* Start Extracted records *

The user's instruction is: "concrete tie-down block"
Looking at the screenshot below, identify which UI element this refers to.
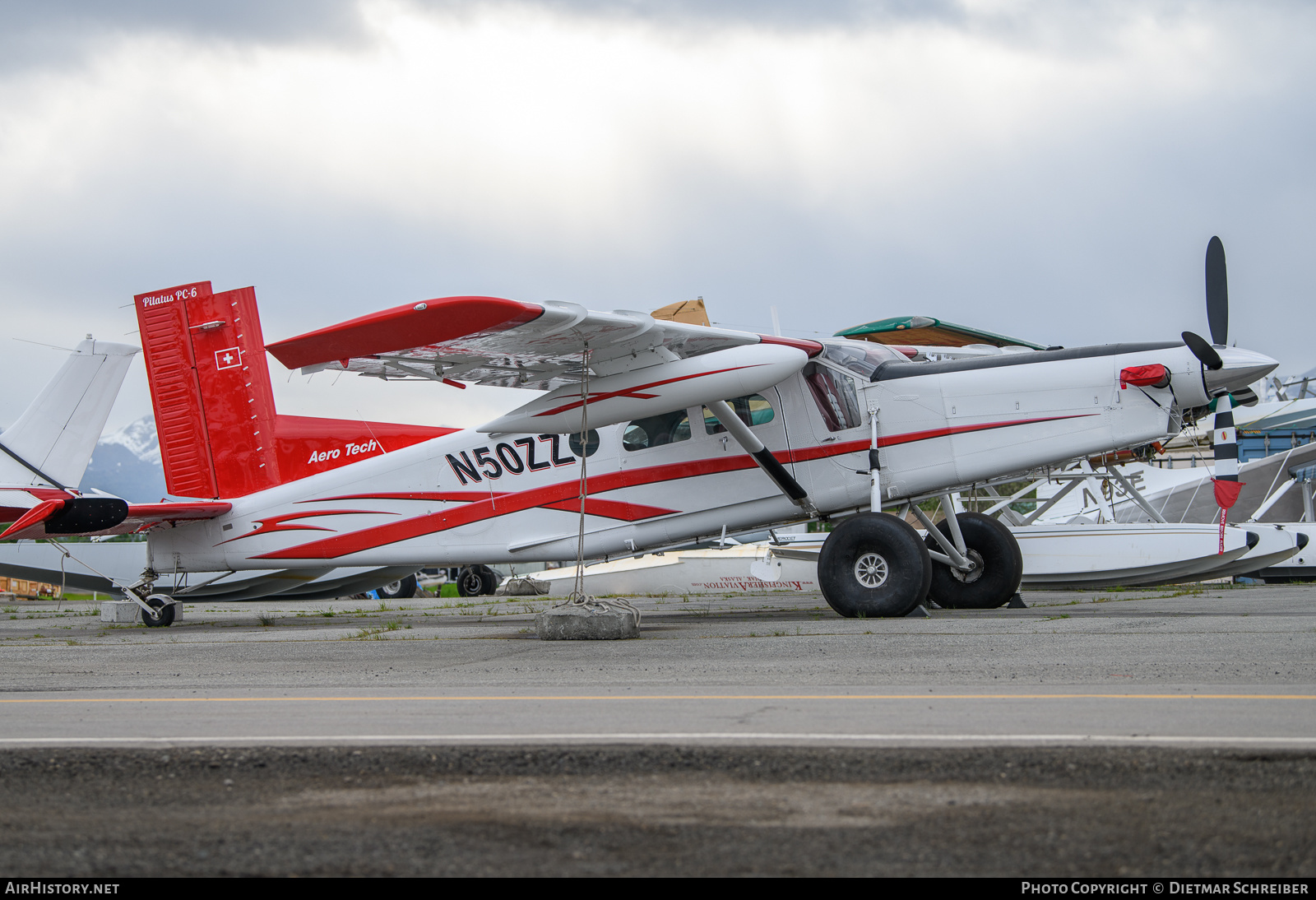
[100,600,183,625]
[100,600,142,625]
[535,604,640,641]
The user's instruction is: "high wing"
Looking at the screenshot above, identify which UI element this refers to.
[266,297,822,437]
[0,498,233,540]
[266,296,821,391]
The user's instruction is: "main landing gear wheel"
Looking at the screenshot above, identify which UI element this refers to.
[818,513,932,619]
[142,593,174,628]
[378,575,419,600]
[924,512,1024,610]
[456,566,498,597]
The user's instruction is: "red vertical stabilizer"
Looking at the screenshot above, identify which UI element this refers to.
[136,281,456,498]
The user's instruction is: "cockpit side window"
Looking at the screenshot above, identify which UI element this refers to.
[621,409,689,450]
[704,393,776,434]
[804,362,864,432]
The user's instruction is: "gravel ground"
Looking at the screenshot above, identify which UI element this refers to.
[0,746,1316,878]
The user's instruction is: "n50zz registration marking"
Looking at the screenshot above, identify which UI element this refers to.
[447,434,577,485]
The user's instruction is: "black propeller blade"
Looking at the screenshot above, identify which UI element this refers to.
[1182,332,1226,369]
[1205,237,1229,347]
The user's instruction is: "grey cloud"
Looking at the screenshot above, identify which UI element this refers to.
[0,0,364,72]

* End Extracted records *

*What the exercise asks*. Copy the data records above word for word, from the first line through the line containing "[804,362,864,432]", including that line. Leave the pictures out of your copy.

*Expected answer*.
The user's instruction is: "concrete tie-down block"
Looking at the screenshot below, identify which UI element this refers to.
[100,600,183,625]
[100,600,142,625]
[535,604,640,641]
The user's instruction is: "high wing"
Looking at the screenshot above, identify which UI element this refers to.
[266,297,822,437]
[0,498,233,540]
[266,296,821,391]
The user's instruction is: "main landing gear wheel"
Looking at the screenshot above, identify which UI element this refers to.
[818,513,932,619]
[142,593,174,628]
[378,575,419,600]
[924,512,1024,610]
[456,566,498,597]
The user's instruction is: "red vertical stabilizer"
Looking at the screenshot above, identify which UI element this refers to.
[136,281,456,498]
The user's instruction is: "cockpit side window"
Looking at the screenshot above, identify which UI element this refers to.
[621,409,689,450]
[704,393,776,434]
[804,362,864,432]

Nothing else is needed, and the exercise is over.